__Requirement__: Can you repeat the entries between the lines holding "Q: For every instance of the gable" and "x=1248, y=371", inclusive, swapping "instance" for "occurrence" and changing nothing else, with only those lines in your reply?

__The data__:
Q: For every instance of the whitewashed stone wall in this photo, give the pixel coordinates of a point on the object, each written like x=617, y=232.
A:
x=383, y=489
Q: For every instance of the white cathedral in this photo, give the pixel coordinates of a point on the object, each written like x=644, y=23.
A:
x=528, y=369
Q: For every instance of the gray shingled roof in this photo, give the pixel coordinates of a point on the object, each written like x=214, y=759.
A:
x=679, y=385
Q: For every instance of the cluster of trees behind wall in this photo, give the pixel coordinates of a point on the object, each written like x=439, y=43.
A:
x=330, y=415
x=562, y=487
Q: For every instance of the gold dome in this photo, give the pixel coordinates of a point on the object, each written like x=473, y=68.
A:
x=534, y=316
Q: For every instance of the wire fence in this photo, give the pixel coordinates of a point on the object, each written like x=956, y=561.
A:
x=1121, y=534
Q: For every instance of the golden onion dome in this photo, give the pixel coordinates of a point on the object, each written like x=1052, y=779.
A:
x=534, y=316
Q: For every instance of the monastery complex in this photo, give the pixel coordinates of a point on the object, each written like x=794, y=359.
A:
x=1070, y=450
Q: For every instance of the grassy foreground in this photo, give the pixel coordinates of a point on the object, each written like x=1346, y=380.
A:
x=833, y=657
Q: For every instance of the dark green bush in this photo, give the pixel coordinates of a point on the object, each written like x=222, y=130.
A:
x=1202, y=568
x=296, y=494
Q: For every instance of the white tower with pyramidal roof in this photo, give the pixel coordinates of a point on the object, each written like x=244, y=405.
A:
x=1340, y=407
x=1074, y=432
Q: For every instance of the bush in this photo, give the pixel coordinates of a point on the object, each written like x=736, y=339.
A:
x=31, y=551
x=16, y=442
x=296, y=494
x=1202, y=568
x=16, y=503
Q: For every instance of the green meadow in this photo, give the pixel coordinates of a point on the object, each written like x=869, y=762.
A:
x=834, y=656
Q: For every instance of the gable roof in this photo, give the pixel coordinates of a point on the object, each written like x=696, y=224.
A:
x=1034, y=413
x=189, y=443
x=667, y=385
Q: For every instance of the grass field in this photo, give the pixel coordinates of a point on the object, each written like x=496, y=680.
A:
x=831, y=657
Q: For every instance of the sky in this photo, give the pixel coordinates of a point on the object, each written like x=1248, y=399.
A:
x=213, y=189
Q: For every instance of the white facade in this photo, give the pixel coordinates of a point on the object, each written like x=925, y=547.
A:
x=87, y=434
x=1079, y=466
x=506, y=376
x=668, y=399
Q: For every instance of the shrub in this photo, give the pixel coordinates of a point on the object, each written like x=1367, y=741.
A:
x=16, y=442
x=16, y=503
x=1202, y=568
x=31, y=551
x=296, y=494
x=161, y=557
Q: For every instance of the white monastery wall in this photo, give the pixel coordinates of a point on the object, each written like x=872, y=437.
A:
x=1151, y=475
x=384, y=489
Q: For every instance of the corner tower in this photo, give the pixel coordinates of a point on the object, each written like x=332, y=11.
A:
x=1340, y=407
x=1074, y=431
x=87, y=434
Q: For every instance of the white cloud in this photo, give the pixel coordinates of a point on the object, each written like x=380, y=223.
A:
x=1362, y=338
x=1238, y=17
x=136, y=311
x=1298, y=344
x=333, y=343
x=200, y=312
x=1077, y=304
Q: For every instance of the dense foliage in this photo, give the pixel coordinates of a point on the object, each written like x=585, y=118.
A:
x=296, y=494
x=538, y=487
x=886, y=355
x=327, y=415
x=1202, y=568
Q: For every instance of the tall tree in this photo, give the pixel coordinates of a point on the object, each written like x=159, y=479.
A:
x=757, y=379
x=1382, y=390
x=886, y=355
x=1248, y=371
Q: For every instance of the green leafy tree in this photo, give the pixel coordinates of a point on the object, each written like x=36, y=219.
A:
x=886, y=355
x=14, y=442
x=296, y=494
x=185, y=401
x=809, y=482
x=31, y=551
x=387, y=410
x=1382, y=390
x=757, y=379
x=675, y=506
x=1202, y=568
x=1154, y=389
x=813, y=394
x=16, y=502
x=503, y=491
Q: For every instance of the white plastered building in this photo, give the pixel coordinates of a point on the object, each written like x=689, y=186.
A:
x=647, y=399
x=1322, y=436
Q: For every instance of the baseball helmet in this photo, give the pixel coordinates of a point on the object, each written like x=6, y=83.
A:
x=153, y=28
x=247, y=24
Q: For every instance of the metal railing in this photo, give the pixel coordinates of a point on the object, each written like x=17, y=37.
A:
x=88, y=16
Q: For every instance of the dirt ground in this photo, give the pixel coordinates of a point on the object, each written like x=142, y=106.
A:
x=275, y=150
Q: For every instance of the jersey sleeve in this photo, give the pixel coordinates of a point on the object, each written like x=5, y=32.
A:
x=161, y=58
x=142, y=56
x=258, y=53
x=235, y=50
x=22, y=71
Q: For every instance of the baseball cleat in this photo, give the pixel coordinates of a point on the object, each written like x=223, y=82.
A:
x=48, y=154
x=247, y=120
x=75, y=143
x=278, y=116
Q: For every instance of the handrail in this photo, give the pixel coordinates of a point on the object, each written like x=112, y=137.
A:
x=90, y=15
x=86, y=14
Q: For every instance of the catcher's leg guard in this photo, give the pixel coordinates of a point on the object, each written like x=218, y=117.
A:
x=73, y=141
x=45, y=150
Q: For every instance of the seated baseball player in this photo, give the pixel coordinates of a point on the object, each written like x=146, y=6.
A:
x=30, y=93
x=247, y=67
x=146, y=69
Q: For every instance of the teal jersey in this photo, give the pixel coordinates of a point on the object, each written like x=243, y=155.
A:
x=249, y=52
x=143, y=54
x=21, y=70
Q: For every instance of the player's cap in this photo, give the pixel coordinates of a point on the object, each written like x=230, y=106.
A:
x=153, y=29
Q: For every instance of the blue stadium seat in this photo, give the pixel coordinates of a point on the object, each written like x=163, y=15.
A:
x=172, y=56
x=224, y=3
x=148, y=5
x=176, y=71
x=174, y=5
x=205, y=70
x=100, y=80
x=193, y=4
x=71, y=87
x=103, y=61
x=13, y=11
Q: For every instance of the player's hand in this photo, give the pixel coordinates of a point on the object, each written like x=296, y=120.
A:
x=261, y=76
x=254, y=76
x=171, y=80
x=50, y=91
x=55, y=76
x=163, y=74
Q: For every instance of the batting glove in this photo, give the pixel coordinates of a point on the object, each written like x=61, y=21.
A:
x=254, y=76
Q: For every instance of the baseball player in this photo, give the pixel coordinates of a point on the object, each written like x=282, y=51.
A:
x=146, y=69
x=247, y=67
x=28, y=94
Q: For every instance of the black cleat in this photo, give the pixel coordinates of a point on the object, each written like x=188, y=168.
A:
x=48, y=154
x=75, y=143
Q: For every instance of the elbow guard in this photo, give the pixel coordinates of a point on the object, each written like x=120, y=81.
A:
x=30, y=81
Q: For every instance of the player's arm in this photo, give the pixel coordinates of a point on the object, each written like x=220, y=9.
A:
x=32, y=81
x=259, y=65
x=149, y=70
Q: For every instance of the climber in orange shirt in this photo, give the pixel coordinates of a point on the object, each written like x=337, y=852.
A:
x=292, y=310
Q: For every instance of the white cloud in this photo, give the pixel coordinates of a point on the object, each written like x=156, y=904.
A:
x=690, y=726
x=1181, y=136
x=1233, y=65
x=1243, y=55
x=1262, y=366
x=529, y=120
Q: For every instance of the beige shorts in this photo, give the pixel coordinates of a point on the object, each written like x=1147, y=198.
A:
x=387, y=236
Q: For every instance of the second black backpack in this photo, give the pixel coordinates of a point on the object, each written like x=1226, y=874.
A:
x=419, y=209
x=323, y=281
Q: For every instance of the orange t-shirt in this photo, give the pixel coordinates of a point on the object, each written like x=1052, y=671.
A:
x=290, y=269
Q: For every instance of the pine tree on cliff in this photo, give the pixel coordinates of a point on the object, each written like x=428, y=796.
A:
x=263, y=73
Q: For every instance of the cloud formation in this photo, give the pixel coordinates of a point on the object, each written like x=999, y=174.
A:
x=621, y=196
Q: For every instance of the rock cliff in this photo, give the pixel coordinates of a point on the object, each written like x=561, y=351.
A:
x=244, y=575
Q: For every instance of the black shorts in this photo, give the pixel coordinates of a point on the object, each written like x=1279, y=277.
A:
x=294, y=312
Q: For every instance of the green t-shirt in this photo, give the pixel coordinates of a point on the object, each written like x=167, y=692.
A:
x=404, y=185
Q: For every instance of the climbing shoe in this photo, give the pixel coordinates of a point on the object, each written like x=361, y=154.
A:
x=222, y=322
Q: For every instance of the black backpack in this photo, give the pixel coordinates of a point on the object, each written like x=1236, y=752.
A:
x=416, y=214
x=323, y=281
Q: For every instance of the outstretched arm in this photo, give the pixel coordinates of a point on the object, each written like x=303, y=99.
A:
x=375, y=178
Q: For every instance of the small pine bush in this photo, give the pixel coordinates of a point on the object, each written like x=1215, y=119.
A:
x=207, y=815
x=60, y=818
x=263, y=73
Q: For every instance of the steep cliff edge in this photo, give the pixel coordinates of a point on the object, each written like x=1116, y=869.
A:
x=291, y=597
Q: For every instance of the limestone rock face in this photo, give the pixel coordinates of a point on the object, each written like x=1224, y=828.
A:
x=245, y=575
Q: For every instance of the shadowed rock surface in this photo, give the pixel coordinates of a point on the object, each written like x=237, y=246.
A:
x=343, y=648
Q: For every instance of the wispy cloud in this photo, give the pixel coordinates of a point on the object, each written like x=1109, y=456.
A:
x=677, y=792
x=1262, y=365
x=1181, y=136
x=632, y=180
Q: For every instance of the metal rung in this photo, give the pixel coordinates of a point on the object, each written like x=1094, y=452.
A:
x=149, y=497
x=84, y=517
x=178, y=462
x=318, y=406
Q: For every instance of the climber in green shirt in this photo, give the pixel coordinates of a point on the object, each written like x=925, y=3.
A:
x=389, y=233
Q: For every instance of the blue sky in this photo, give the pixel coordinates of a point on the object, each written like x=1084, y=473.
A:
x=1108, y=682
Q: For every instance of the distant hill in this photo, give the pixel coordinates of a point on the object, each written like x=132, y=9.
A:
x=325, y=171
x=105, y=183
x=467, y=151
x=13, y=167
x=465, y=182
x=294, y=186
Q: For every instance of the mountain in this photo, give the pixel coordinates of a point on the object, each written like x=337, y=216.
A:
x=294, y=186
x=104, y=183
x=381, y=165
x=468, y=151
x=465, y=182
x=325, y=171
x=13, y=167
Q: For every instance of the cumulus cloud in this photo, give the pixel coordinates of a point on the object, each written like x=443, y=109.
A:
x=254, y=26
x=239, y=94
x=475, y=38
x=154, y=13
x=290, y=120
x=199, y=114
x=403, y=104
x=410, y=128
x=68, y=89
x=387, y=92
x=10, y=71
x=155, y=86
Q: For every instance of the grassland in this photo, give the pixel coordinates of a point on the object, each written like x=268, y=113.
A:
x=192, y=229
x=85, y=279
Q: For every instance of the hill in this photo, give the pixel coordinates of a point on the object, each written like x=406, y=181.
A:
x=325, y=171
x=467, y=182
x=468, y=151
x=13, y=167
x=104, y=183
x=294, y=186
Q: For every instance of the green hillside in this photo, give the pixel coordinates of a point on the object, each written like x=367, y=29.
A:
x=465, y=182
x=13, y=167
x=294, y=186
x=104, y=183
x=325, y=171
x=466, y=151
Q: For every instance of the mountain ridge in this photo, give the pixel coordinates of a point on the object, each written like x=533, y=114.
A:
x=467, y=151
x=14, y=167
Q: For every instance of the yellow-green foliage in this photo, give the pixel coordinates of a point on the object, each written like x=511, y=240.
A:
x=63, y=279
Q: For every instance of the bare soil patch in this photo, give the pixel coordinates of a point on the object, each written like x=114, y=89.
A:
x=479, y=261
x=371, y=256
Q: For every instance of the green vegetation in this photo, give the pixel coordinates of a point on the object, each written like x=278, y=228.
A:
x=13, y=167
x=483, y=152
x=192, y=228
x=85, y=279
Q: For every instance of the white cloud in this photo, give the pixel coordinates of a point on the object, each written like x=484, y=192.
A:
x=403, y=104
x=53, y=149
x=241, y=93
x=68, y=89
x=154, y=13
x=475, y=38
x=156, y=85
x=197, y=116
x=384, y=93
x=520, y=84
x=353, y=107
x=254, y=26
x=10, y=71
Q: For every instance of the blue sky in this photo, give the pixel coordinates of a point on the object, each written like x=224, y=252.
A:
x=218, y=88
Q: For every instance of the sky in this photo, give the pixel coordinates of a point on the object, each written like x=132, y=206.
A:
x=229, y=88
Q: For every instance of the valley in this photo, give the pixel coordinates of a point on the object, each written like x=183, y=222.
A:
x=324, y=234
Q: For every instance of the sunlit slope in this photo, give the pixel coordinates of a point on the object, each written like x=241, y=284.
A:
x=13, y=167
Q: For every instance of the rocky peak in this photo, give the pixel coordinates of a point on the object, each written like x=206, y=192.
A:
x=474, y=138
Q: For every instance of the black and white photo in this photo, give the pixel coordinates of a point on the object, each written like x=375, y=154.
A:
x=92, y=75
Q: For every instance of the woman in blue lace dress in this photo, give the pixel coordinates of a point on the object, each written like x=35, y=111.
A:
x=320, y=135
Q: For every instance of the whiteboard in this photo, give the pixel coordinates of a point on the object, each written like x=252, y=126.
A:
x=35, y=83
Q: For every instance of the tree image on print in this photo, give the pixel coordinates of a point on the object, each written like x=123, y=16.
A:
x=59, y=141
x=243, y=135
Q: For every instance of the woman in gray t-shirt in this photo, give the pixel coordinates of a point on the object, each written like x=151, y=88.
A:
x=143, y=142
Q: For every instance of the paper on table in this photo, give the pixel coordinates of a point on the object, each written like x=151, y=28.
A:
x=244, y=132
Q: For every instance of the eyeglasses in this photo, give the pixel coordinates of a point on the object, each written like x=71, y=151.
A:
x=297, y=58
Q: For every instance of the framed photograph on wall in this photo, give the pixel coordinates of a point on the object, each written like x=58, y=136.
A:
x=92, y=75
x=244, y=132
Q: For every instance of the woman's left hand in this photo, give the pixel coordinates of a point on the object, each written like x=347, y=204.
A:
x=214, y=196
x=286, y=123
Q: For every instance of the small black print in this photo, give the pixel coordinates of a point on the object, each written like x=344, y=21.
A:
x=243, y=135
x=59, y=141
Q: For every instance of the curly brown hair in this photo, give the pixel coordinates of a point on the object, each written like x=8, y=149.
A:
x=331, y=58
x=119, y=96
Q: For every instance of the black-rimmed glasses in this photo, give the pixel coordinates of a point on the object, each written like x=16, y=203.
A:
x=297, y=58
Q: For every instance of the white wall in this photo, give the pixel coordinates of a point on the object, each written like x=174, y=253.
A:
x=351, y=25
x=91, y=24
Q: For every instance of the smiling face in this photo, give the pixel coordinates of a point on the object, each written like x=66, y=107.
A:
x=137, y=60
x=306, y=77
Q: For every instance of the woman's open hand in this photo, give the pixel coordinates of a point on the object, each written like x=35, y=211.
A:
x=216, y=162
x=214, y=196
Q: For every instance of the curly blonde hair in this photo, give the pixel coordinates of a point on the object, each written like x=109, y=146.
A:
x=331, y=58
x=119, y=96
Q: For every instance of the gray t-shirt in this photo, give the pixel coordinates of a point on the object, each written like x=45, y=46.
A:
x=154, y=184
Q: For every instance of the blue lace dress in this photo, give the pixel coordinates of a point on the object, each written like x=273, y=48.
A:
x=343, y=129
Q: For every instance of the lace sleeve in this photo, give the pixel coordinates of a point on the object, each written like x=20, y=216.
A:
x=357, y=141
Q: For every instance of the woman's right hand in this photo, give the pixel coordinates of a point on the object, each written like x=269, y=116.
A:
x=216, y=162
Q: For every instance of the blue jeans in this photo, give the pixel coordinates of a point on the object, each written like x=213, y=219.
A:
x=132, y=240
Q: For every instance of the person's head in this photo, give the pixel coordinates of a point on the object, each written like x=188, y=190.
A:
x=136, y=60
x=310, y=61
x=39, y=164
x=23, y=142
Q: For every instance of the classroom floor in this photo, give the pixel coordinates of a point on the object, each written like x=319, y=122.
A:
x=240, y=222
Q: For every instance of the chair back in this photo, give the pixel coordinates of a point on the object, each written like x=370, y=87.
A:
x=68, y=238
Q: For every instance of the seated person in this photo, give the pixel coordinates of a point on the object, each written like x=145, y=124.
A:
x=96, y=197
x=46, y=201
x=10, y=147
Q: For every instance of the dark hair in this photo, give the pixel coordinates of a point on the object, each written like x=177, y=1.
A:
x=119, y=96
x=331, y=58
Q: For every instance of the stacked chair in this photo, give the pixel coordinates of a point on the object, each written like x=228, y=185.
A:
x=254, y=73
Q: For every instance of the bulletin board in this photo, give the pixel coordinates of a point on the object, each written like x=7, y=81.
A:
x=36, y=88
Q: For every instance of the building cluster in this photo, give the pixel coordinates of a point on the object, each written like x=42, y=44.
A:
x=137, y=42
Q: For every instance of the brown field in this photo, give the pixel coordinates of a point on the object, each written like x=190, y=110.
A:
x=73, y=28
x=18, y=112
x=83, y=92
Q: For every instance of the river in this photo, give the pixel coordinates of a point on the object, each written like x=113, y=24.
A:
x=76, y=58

__Exercise output__:
Q: For every occurrence of the gable roof in this photo, give the pixel coordinates of a point on the object, each written like x=696, y=224.
A:
x=1034, y=413
x=189, y=443
x=667, y=385
Q: For every occurrence of the grass field in this photo, give the pixel coordinates of a point on the object, each written like x=496, y=680.
A:
x=831, y=657
Q: For every occurrence of the sky in this photo, give the pixel coordinates of a point on the object, each written like x=1248, y=399.
A:
x=213, y=189
Q: For every occurrence of the white facade in this photo, give the pixel coordinates of a point on the object, each written like x=925, y=547.
A:
x=87, y=434
x=1079, y=466
x=506, y=376
x=668, y=399
Q: For every occurrence of the shrub in this photo, give the pixel coordinates of a point on the object, each written like x=1367, y=741.
A:
x=16, y=442
x=16, y=503
x=1202, y=568
x=31, y=551
x=296, y=494
x=161, y=557
Q: For every occurrence of the white monastery wall in this photo, give the pixel coordinates of a point on the object, each written like x=872, y=437.
A:
x=1151, y=475
x=384, y=489
Q: For every occurrence of the corner tower in this photo, give the pixel coordinates of a point on the object, each written like x=332, y=11.
A:
x=1340, y=407
x=1074, y=431
x=87, y=434
Q: For every occurrence of the white cloud in this photo, give the pixel coordinates of a point on the object, each written like x=380, y=223.
A:
x=1362, y=338
x=1238, y=17
x=136, y=311
x=1298, y=344
x=333, y=343
x=200, y=312
x=1077, y=304
Q: For every occurrence of the dense foliage in this photo, give the pixel coordinates of a point on the object, each written like x=585, y=118.
A:
x=296, y=494
x=538, y=487
x=886, y=355
x=327, y=415
x=1202, y=568
Q: For every occurrence of the tall tree in this photo, give the pixel coordinates of a point on the object, each written like x=159, y=479.
A:
x=757, y=379
x=1382, y=390
x=886, y=355
x=1248, y=371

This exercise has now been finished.